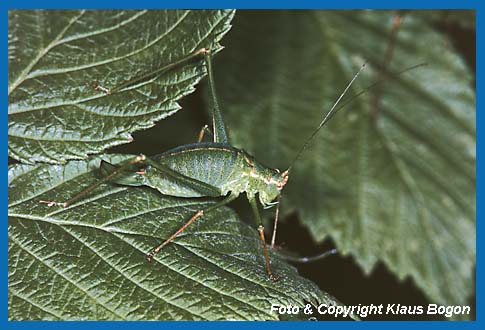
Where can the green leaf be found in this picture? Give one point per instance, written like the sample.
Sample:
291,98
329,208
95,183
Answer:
55,57
393,182
88,261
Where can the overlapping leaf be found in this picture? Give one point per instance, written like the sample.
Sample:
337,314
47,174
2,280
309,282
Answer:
55,58
88,261
392,177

◆ ◆ ◆

▸ TASK GOAL: Copy out the items above word for word, without the pictures.

▸ EXERCISE RESPONSE:
Where can the green leaf be found in this picture? Give one point per instance, written like the sample.
Sample:
291,98
329,208
95,183
Answer:
55,57
393,182
88,261
Where can the overlapping leaf be found in this picture? Give one point per instance, written like the sample.
Sample:
337,314
47,174
2,280
309,282
Answer:
55,58
88,261
392,177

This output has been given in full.